• [THE TASK]: Identify each line in the records below that contains the string "model", and copy those lines. Case counts, so only matches with the same capitalization qualify.

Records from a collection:
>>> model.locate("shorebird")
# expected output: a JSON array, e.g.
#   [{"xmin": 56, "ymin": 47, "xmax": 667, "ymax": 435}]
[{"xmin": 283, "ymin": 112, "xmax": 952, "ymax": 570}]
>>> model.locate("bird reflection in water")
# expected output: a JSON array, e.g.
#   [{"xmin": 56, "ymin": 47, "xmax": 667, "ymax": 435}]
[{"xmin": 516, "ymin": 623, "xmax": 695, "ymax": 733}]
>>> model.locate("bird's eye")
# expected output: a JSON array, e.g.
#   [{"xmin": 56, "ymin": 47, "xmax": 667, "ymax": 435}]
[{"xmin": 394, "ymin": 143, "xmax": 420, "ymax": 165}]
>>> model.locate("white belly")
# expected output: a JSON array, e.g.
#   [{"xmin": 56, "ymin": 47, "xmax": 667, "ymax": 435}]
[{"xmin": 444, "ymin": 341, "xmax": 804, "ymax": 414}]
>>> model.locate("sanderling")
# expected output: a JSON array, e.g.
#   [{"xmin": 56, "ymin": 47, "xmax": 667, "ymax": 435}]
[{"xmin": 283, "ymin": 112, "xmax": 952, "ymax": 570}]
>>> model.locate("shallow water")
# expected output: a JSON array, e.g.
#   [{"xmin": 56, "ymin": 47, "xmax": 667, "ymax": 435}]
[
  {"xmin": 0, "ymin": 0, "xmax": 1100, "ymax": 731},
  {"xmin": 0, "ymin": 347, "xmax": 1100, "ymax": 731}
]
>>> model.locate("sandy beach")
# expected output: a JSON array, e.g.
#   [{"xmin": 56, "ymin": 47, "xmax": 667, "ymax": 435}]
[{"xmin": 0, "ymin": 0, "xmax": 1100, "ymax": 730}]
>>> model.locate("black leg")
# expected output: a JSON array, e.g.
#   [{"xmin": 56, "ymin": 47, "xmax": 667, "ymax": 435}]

• [EXPECTED ANSWER]:
>>> model.locate("shorebird")
>>> model.locate("bird reflection in water")
>>> model.locate("bird's eye")
>>> model.locate("white belly")
>>> model.locate("sanderling")
>>> model.locate("shallow water")
>>> model.locate("sandy beach")
>>> model.locate("black leg")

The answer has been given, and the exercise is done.